◆ **DATA**:

=-=-=

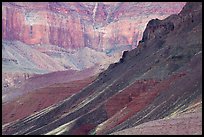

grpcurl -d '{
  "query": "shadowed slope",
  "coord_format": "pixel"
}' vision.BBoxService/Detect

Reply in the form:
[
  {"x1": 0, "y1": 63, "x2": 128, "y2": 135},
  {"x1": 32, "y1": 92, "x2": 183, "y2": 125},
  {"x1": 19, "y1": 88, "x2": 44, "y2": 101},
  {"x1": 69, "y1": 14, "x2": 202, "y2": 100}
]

=-=-=

Write out every line of the entry above word for word, omitting the picture.

◆ **TASK RESPONSE**:
grpcurl -d '{
  "query": "shadowed slope",
  "coord_format": "pixel"
}' vision.BBoxService/Detect

Reply in the form:
[
  {"x1": 0, "y1": 63, "x2": 128, "y2": 135},
  {"x1": 32, "y1": 92, "x2": 183, "y2": 125},
  {"x1": 19, "y1": 88, "x2": 44, "y2": 101},
  {"x1": 69, "y1": 14, "x2": 202, "y2": 100}
]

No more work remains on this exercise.